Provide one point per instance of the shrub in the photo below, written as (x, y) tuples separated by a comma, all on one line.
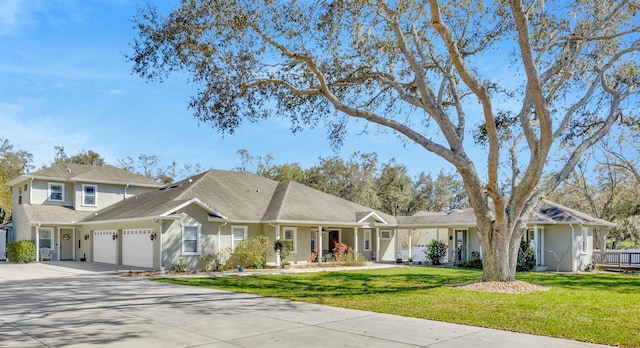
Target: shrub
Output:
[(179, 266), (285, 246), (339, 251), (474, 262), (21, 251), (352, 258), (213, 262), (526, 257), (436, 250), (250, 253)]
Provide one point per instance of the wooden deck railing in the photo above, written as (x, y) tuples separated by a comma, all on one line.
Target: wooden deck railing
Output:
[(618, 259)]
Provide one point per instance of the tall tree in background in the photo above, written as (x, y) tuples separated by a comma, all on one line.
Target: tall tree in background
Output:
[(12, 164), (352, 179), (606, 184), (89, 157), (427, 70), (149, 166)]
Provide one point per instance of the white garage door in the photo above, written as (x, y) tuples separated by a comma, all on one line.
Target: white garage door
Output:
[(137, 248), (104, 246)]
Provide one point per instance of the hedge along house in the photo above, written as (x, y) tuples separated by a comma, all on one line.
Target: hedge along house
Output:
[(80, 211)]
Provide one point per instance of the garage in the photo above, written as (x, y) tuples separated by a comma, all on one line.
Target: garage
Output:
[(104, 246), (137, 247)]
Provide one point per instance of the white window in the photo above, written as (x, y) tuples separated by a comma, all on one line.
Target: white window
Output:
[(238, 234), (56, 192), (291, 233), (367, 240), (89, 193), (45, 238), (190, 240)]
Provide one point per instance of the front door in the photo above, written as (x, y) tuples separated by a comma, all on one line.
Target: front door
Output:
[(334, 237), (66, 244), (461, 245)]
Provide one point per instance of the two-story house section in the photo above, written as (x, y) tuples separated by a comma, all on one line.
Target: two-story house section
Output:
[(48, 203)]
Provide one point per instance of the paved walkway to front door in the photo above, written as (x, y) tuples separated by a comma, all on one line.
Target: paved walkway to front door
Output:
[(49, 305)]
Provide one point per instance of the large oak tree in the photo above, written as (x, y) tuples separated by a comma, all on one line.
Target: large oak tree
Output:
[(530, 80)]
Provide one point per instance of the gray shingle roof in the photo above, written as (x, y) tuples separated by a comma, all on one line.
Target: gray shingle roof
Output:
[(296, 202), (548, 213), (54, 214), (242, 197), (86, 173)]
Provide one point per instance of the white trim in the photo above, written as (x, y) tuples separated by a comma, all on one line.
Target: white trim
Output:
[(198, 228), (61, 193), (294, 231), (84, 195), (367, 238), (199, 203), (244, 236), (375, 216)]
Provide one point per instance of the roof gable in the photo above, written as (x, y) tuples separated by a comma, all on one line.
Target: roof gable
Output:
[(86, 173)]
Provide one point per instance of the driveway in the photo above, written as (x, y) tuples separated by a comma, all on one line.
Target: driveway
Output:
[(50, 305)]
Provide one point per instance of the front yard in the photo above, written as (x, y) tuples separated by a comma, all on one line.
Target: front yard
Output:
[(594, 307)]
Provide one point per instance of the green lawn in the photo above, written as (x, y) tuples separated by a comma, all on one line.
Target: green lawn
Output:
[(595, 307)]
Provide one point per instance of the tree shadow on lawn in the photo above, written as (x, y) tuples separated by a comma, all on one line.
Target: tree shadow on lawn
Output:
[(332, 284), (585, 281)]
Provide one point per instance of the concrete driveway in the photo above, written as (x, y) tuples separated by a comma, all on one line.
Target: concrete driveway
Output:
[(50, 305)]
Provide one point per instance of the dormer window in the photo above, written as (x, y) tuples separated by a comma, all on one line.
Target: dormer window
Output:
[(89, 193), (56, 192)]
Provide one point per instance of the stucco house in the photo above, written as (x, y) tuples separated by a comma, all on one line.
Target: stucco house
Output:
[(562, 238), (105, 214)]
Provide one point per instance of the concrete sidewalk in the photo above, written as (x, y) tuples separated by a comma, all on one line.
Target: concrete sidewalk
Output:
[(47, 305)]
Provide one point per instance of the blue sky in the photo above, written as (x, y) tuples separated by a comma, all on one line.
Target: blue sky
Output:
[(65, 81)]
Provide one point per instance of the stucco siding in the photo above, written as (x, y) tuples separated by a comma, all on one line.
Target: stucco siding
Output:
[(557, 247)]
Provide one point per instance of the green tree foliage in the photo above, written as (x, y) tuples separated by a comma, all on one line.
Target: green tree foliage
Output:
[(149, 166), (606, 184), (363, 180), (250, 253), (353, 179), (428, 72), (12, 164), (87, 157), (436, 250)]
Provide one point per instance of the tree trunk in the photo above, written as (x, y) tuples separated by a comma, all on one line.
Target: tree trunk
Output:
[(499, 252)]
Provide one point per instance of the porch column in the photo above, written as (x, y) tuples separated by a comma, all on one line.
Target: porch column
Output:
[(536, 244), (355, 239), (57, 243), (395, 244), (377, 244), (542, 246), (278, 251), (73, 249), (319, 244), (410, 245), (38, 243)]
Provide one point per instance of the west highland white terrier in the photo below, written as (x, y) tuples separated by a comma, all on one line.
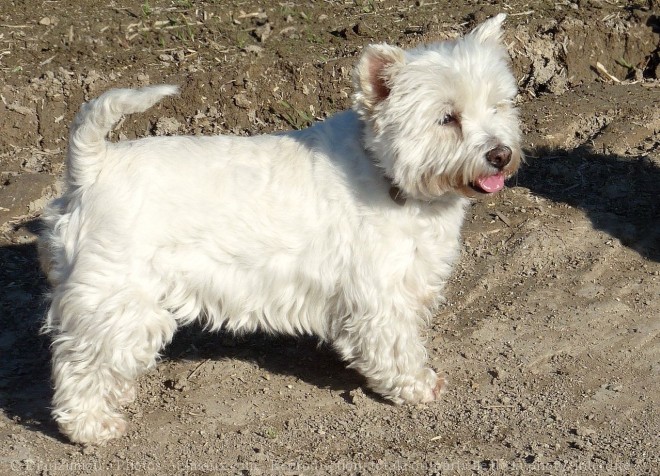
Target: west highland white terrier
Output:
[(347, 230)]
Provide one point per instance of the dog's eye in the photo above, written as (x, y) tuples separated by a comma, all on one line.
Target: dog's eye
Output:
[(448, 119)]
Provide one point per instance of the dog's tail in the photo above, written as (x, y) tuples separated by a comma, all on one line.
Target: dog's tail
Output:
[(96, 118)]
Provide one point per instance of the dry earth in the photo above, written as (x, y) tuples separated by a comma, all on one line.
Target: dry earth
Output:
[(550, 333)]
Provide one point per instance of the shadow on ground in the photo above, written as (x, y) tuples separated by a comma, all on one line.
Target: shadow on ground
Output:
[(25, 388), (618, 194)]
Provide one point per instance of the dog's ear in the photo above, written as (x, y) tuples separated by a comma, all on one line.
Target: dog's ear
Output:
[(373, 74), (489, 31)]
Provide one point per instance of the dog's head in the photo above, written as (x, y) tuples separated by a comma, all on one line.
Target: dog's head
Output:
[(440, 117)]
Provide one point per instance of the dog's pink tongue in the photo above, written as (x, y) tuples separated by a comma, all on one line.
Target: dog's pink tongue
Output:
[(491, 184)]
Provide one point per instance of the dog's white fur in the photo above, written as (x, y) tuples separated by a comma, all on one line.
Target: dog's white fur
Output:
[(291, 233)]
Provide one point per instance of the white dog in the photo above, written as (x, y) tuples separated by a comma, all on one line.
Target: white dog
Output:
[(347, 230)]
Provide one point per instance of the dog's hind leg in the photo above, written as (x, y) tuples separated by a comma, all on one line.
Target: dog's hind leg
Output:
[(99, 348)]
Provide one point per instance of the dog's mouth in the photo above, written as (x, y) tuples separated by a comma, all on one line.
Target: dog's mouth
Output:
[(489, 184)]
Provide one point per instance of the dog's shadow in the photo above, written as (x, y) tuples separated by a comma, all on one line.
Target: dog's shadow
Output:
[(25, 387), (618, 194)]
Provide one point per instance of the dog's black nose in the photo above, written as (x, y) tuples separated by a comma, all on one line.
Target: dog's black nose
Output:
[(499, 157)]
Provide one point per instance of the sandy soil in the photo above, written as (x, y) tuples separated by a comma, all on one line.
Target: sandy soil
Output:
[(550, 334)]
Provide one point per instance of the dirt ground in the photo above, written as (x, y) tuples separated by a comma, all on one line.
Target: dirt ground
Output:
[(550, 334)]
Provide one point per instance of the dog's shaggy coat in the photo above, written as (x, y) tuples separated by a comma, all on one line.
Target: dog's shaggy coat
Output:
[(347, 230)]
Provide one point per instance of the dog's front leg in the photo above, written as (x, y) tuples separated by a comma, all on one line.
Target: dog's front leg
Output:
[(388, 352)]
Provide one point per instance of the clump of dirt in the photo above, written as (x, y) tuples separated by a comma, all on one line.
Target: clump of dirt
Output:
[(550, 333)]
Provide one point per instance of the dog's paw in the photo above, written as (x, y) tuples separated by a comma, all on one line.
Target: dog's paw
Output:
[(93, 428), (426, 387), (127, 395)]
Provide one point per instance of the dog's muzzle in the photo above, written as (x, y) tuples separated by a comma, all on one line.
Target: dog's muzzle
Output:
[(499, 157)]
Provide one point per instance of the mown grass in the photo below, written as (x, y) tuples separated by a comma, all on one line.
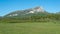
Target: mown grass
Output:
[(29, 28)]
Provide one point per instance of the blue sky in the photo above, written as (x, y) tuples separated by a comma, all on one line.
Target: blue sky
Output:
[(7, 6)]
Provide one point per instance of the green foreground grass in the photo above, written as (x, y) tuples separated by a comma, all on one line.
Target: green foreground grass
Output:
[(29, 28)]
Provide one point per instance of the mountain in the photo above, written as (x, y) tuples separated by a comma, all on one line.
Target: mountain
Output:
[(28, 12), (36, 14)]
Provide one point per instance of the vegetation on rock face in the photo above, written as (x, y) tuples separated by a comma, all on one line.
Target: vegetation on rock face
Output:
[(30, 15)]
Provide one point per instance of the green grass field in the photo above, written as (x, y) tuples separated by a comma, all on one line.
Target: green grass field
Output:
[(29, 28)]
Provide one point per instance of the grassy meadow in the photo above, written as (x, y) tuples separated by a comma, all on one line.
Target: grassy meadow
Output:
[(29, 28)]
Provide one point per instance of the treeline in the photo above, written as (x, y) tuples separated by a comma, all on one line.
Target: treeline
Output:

◆ 수행할 작업:
항목 중 "Provide one point per instance of the concrete driveway"이 들어 있는 줄에서 시작해 "157), (436, 250)]"가 들어 있는 줄에서 끝나는 부분의 모든 줄을 다시 적되, 답으로 적힌 좌표의 숫자는 하나하나 142만큼 옮겨 주세요. 이 부분 밖의 줄은 적지 않습니다.

◆ 전체 풀이:
Provide one point per instance of the concrete driveway in the photo above, written as (x, y) tuples separated by a comma, all on one line.
Target: concrete driveway
Output:
[(192, 447)]
Provide one point per instance of the dormer window in the photo above, written as (x, y) tuples separated by a comma, all on one line.
Target: dormer window
Output:
[(231, 335), (198, 334)]
Provide one point per instance of the stucco house in the photo above, written as (x, y) tuples separated by a comma, all on one line.
Target: stucco house
Output:
[(704, 380), (247, 356)]
Provide one point per instance of the concrete sidewalk in the photo above, written as (x, y) tuples separated by a comma, all on one line.
Target: concrete sidewalk
Output:
[(189, 447)]
Provide one point per instance of the blue sky in the photo above, written as (x, y) tuples separated by a comma, all on one line.
Target: blue sky
Output:
[(207, 223)]
Provide one point per instance of the stucco siding in the photo above, written as (x, y) tuples separated by a comma, all on one line.
Target: stucco siding
Output:
[(699, 389)]
Provide one point per instance of the green tree foliage in the photo above, written as (x, y) tuples separated by a comma, all on one line.
Target: green tree foliage
Output:
[(291, 308), (748, 326), (505, 322), (392, 395), (495, 321), (570, 214), (154, 306), (229, 299), (578, 392)]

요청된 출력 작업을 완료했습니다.